PROBLEM REQUIREMENTS
Retype, without alteration, each line from the line containing "Provide the segmentation of every instance of the elderly" to the final line of the records.

★ ★ ★

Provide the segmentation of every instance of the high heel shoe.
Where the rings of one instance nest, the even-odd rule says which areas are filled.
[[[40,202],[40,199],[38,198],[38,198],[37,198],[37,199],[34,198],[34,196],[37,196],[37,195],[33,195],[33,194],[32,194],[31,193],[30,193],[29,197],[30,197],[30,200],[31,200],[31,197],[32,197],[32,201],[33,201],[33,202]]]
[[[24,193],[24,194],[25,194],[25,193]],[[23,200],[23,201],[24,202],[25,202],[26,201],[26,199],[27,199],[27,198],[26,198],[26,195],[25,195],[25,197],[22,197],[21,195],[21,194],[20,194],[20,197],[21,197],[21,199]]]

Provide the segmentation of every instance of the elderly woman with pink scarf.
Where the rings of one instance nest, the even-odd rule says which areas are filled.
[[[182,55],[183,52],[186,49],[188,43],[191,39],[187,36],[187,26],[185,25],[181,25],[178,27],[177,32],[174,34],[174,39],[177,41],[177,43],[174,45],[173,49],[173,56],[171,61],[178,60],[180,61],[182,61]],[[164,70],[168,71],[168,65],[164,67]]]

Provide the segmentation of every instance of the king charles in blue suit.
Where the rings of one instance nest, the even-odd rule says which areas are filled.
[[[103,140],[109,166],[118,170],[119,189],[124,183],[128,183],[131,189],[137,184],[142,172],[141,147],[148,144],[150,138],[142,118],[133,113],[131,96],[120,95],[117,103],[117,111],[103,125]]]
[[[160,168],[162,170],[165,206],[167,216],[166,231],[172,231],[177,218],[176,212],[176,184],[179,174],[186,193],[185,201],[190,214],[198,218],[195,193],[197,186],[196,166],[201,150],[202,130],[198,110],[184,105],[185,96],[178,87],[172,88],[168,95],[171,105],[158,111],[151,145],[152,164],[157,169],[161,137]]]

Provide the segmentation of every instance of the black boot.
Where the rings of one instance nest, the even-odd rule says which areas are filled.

★ ★ ★

SOLUTION TO THIS TASK
Provide the segmentation of every instance of the elderly woman with pink scarf.
Where the rings of one instance nest, the even-odd rule says which areas are filled.
[[[182,55],[183,52],[186,49],[188,43],[191,39],[187,36],[187,26],[185,25],[181,25],[178,27],[177,32],[174,34],[174,39],[177,41],[177,43],[174,45],[173,49],[173,56],[171,61],[178,60],[180,61],[182,61]],[[164,70],[168,71],[168,65],[164,67]]]

Provide the segmentation of every instance of the king charles in blue suit.
Where the rings of one instance nest, the even-odd rule says which areas are filled.
[[[103,140],[109,166],[118,170],[119,189],[124,183],[128,183],[131,189],[137,184],[142,172],[141,147],[148,144],[150,138],[142,118],[133,113],[131,96],[120,95],[117,103],[117,111],[103,125]]]
[[[160,168],[162,170],[165,206],[167,216],[166,231],[172,231],[177,218],[176,212],[176,184],[179,174],[186,193],[185,201],[190,214],[198,218],[195,193],[197,186],[196,166],[201,150],[202,130],[198,110],[184,105],[185,96],[178,87],[172,88],[168,95],[171,105],[158,111],[151,145],[152,164],[157,169],[161,137]]]

Provide the segmentation of every instance of the black boot.
Where the rings of one instance nest, the even-odd rule says which areas are filled.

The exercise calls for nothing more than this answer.